EXERCISES TO COMPLETE »
A: In the essay about the list, how many years of experience does the writer claim with it?
B: Reproduce the essay about the list from "The list has" up to and including "very head-on approach.", swapping "friends" for "classmates".

DOCUMENT EXTRACT »
Ever since that Saturday morning, I have kept a mental list of my differences titled “Everything Wrong with Me.” This list rarely makes its way onto paper—partly because of its personal nature, and partly because of its sheer length. However, I am a firm believer that it is not about the length of your list, but rather, how you use it. I have many uses for “Everything Wrong with Me.” For one, I can give it a quick once-over whenever I might need to humble myself (this is needed a lot, and therefore, my use of the list in this way has also made it onto the list.) My mother occasionally accuses me of thinking I am better than other people, that I put myself up on a higher plane. My response is always the same: I do not think I am higher than other people. I just often think that other people are lower than me. I do not think this is any better than putting myself higher—in fact, it might be worse—but I do think that it is at least more honest. However honest it may be, though, I also think that it is wrong, so it is on the list.

Moving down the list, there is a large section devoted to self-diagnosed medical conditions: trichotillomania, obsessive-compulsive personality disorder, dermatophagia, dermatillomania, onychophagy, a large number of body-focused repetitive behaviors, and a few more that I cannot pronounce. The list contains nearly every condition I have come across while browsing online, except, of course, hypochondria (my refusal to add hypochondria to the list is on the list.) I have even added autism to the list because an online test I took showed me that I have above average autistic tendencies. I figured that would be the result going into the test, though, knowing that I often don’t like talking to people, but can also go on for too long about one topic in which I can tell they are not interested. I will expect someone to listen to me drone on about my favorite movies or albums, but then immediately lose interest when they try to tell me about their own favorites. I have an unhealthy habit of staying up late watching movies (and researching medical phenomena) instead of going to bed. I am very specific about the bottled water I drink, but simultaneously, I pay no mind to the brand of ginger ale that I consume. I add more quirks to the list of everything wrong with me each day of the week.

The list has grown to a very large size over the years. Its own great length has been, more recently, added to the list. To the untrained eye, “Everything Wrong with Me” may seem unruly or even unhealthy, but to me, someone with seven years of experience, the list is the only way I have been able to maintain my health. It has been often said that we must accept our flaws—everyone has heard this statement. However, I do not feel that enough people follow this life advice. Even looking at my closest friends, I see people unhappy with who they are while also refusing to do anything to feel better about themselves. I have often been unhappy with who I am. This is why it is so easy for me to fill my list. The difference between me and my friends, though, is my willingness to acknowledge what I do not like about myself in a very head-on approach.

​After convincing myself that I was terminal, I realized that sometimes we hyperbolize those traits about us that we do not like. As strange of a thought that it might be, I was not happy with myself for acquiring cancer. I was thirteen and I was disappointed in myself for letting my life end up that way. I had a flair for the dramatic. But after learning that I did not have cancer, and that I had exaggerated a trait about me that I did not want to accept, I realized that I was also exaggerating my other undesired quirks as well. Did I really have every medical condition I had found just because I matched four of the thirty symptoms? No, I probably did not. By allowing myself to create and study “Everything Wrong with Me,” I have also allowed myself to look back on it at times after I have learned much more about the world to realize that everything wrong with me really is not all that wrong, or true. I do not think that the list is the right choice for everyone, though. Some may get very overwhelmed or discouraged if theirs grows too long. I do think, however, that everyone should be willing to at least give the second search result a chance when it comes to the traits they do not like about themselves. After all, I never had to tell my mom her son was going to die.

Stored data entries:

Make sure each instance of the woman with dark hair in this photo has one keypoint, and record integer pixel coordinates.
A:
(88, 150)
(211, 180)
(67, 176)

REPLIES »
A: Seven years.

B:
The list has grown to a very large size over the years. Its own great length has been, more recently, added to the list. To the untrained eye, “Everything Wrong with Me” may seem unruly or even unhealthy, but to me, someone with seven years of experience, the list is the only way I have been able to maintain my health. It has been often said that we must accept our flaws—everyone has heard this statement. However, I do not feel that enough people follow this life advice. Even looking at my closest classmates, I see people unhappy with who they are while also refusing to do anything to feel better about themselves. I have often been unhappy with who I am. This is why it is so easy for me to fill my list. The difference between me and my classmates, though, is my willingness to acknowledge what I do not like about myself in a very head-on approach.